# Esercizio scritto 1
Riporta fedelmente, dal brano sulla silloge poetica di Letizia Lanza, il passo compreso tra "E non stupisca" e "poesie di ieri.", estremi inclusi.

# Brano scelto

Silloge poetica di Letizia Lanza
commento di Francesca Santucci
Abituati alle disquisizioni di largo respiro di Letizia Lanza, dotta studiosa di civiltà antiche, da anni impegnata nell’indagine di filologia storico-femminile, ove dispiegare il pensiero in discettazioni varie, fra tesi, antitesi e sintesi, si resta inizialmente disorientati alla lettura delle sue composizioni poetiche, perché trattasi, appunto, di una sua insolita modalità di comunicazione (“balbettii poetici” li definisce, a torto), che, però, ora ha deciso di far conoscere, anche se solo a pochi (la sua silloge è, infatti, pubblicata in numero limitato di esemplari, e ciò dispiace perché ben più vasto pubblico meriterebbe).
E non stupisca se, dopo aver lungamente indagato sulle donne dell’antichità, e pubblicato importanti lavori sul tema, ma, in generale, sull’antico e suoi riflessi/influssi sul moderno, dopo un significativo percorso di vita e interiore, Letizia Lanza, abbia ora sentito l’esigenza di rivolgere l’attenzione verso se stessa, concentrandosi nell’atto poetico.
“Poesie soffocate”: così recita il titolo della silloge, articolata, come sempre nelle sue indagini, amando ricercare nel presente le tracce del passato (è solita dire che “il presente ha un cuore antico”) in due momenti temporali: “Martyrion”, le poesie di oggi, “Prequel”, le poesie di ieri.
Generate da momenti di autentico dolore, appartengono al presente composizioni fulminee, lapidarie, come “Never more”, “Dies irae”, “Afasia”; al momento passato composizioni altrettanto misurate, come ”Sole”, “Gioia”, “Filles de joie”.
Avendo un’educazione letteraria classica, approfondita, vivace, raffinata, il suo atto poetico si configura disciplinato, complesso ed elaborato, anche nel linguaggio ricercato, in cui ama con/fondere diversi idiomi (greco, latino, francese, inglese) ma, pur nell’acquisita maturità, non si rileva un grande scarto fra le composizioni di oggi e quelli di ieri, i versi sono comunque organizzati in periodi brevissimi, perfettamente conchiusi in se stessi, come se il pudore dei propri sentimenti volesse in qualche modo frenare l’espressione delle più intime emozioni, non concedendo ampi spazi, perciò le parole sono poche e preziose, sono parole scavate, scarne, sono spasimi, grumi di dolore, perché è il dolore che sottintende la sua poesia, perché è sempre il vario dolore a generare la poesia; e dove mai sarebbe possibile trovare conforto agli affanni se non nel verso che lenisce e che consola?

# Esercizio scritto 2
Restituisci senza alcuna modifica le righe dei record che vanno da quella contenente "tv screen, each" fino all'ultima riga dei record, estremi inclusi.

# Materiale dell'esercizio
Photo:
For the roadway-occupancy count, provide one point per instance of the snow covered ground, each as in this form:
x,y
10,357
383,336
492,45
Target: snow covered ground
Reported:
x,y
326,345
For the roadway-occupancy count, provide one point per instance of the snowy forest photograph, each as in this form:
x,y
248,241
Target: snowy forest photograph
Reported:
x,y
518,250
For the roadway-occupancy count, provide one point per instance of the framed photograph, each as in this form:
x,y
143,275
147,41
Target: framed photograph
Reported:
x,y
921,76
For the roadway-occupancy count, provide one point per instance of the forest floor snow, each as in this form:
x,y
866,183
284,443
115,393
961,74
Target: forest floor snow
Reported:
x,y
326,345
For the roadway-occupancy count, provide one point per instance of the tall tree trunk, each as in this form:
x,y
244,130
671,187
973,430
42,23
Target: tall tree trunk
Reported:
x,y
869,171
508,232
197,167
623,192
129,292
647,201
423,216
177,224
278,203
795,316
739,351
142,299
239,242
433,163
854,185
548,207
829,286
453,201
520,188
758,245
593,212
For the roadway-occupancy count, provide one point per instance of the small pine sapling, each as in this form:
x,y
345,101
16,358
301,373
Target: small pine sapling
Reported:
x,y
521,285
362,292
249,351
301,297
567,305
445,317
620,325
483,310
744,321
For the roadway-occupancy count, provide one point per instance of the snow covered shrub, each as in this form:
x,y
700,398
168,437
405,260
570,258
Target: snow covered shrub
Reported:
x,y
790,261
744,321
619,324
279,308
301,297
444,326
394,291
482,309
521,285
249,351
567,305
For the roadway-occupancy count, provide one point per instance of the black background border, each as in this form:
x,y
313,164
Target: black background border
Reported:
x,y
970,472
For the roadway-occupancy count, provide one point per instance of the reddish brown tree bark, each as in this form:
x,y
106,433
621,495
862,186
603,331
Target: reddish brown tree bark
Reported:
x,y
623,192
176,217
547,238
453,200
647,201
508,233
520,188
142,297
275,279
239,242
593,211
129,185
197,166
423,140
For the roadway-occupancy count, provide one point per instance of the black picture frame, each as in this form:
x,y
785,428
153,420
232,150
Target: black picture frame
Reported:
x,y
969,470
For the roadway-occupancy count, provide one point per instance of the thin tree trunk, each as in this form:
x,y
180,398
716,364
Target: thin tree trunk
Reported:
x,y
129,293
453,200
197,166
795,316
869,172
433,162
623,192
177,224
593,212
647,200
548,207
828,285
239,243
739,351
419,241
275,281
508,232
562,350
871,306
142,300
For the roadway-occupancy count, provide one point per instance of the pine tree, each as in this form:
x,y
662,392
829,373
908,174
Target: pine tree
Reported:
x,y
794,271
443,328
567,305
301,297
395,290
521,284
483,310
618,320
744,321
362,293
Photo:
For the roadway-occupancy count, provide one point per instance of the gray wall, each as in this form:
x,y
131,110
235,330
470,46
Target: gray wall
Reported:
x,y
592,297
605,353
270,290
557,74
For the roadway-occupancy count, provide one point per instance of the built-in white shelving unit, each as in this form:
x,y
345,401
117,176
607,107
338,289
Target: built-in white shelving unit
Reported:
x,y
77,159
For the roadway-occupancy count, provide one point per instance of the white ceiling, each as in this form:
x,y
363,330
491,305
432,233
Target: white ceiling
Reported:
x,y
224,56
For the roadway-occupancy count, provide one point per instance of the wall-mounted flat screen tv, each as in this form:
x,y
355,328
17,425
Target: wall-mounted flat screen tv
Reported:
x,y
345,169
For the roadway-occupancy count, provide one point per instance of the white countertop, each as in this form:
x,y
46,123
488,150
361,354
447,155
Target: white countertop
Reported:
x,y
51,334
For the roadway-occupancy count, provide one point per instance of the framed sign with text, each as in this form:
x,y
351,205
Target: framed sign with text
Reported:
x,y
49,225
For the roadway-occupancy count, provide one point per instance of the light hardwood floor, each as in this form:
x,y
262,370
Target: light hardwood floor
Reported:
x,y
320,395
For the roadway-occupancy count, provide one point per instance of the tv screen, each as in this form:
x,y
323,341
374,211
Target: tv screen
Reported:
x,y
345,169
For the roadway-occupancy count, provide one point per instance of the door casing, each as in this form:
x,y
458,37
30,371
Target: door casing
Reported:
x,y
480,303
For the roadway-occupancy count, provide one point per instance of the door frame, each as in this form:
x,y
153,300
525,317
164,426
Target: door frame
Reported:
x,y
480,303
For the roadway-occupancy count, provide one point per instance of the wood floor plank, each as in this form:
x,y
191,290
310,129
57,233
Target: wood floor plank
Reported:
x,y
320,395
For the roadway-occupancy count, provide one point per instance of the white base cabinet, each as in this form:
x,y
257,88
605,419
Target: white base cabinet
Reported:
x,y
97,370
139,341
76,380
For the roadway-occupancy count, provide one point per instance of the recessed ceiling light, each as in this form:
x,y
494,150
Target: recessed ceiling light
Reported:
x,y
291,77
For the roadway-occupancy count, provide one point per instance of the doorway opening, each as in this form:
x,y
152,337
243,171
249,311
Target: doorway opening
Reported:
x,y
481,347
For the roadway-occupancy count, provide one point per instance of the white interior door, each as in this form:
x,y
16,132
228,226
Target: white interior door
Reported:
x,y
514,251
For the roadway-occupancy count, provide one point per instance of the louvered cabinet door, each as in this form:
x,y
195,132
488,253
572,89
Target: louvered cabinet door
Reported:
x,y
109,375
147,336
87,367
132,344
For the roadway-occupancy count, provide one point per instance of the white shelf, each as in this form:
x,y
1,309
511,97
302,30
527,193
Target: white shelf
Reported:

# Soluzione completa 1
E non stupisca se, dopo aver lungamente indagato sulle donne dell’antichità, e pubblicato importanti lavori sul tema, ma, in generale, sull’antico e suoi riflessi/influssi sul moderno, dopo un significativo percorso di vita e interiore, Letizia Lanza, abbia ora sentito l’esigenza di rivolgere l’attenzione verso se stessa, concentrandosi nell’atto poetico.
“Poesie soffocate”: così recita il titolo della silloge, articolata, come sempre nelle sue indagini, amando ricercare nel presente le tracce del passato (è solita dire che “il presente ha un cuore antico”) in due momenti temporali: “Martyrion”, le poesie di oggi, “Prequel”, le poesie di ieri.

# Soluzione completa 2
For the roadway-occupancy count, provide one point per instance of the tv screen, each as in this form:
x,y
323,341
374,211
Target: tv screen
Reported:
x,y
345,169
For the roadway-occupancy count, provide one point per instance of the door casing, each as in this form:
x,y
458,37
30,371
Target: door casing
Reported:
x,y
480,303
For the roadway-occupancy count, provide one point per instance of the door frame, each as in this form:
x,y
153,300
525,317
164,426
Target: door frame
Reported:
x,y
480,303
For the roadway-occupancy count, provide one point per instance of the wood floor plank, each as in this form:
x,y
191,290
310,129
57,233
Target: wood floor plank
Reported:
x,y
320,395
For the roadway-occupancy count, provide one point per instance of the white base cabinet, each as in this form:
x,y
257,88
605,419
Target: white base cabinet
Reported:
x,y
97,370
139,341
76,380
For the roadway-occupancy count, provide one point per instance of the recessed ceiling light, each as in this form:
x,y
494,150
Target: recessed ceiling light
Reported:
x,y
291,77
For the roadway-occupancy count, provide one point per instance of the doorway opening, each as in this form:
x,y
152,337
243,171
249,311
Target: doorway opening
Reported:
x,y
481,347
For the roadway-occupancy count, provide one point per instance of the white interior door, each as in this form:
x,y
16,132
228,226
Target: white interior door
Reported:
x,y
514,251
For the roadway-occupancy count, provide one point per instance of the louvered cabinet door, each as in this form:
x,y
195,132
488,253
572,89
Target: louvered cabinet door
Reported:
x,y
109,375
147,336
87,367
132,344
For the roadway-occupancy count, provide one point per instance of the white shelf, each as in this form:
x,y
1,309
511,97
302,30
527,193
Target: white shelf
Reported:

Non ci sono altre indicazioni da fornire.